- What is expected
In the entries, rewrite the stretch from the line containing "In which part of the above photo does the harbour" through the end, swapping "Box:" for "Bounding box:" and leaving everything else unchanged. Give back only those lines.

>> begin Input for this task

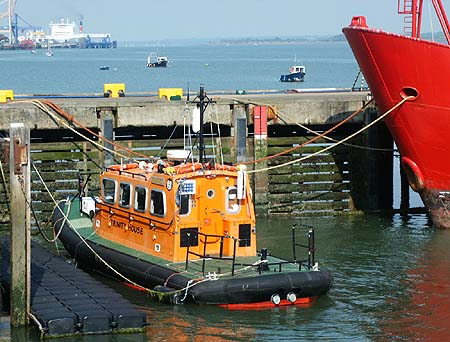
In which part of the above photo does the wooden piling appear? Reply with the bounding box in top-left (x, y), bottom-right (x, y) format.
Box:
top-left (253, 106), bottom-right (269, 216)
top-left (400, 165), bottom-right (409, 216)
top-left (9, 123), bottom-right (31, 327)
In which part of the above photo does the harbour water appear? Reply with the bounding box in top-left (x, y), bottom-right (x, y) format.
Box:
top-left (0, 42), bottom-right (358, 94)
top-left (0, 42), bottom-right (450, 342)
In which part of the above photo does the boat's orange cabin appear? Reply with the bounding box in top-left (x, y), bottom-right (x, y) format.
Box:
top-left (93, 163), bottom-right (256, 262)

>> end Input for this task

- Final result
In which part of the above photo does the harbour water appear? Reply with the bounding box in top-left (x, y), bottom-right (x, y) format.
Bounding box:
top-left (0, 42), bottom-right (358, 94)
top-left (0, 42), bottom-right (450, 342)
In which part of the above photo does the boat's orange cabin appear? Reply with the bounding box in top-left (x, y), bottom-right (x, y) format.
Bounding box:
top-left (93, 163), bottom-right (256, 262)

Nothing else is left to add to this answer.